# [Saved entries]

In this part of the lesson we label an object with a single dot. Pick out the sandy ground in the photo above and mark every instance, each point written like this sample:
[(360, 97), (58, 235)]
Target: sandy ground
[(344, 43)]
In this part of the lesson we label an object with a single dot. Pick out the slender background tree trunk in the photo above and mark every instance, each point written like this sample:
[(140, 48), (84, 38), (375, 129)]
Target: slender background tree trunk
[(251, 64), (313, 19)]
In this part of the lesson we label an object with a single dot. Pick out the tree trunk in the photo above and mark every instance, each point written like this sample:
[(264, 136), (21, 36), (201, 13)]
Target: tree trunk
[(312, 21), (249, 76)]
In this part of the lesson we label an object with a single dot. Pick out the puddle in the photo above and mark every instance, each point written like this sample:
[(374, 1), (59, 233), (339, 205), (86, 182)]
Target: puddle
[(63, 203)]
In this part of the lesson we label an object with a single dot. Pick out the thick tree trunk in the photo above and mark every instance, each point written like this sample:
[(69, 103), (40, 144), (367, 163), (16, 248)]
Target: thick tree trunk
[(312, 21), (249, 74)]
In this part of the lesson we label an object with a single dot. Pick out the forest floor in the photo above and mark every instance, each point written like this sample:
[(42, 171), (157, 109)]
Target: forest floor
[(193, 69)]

# [Task to carry out]
Write out exactly the lines from the one containing "Target: puddle" through the end of the data, both included. Add nothing else.

# [Solution for this exercise]
Target: puddle
[(63, 203)]
In this part of the lesson we label an object with a single dot. Pick out the thick tree trunk in the photo above and mark every instance, each point written like this sample:
[(69, 103), (40, 144), (367, 163), (16, 248)]
Target: thick tree trunk
[(312, 21), (249, 74)]
In this part of the lesson we label an object with a single dot. Pick out the forest floor in the photo above and mark every instance, each point written like this sample:
[(42, 171), (157, 109)]
Target: forest floor
[(193, 69)]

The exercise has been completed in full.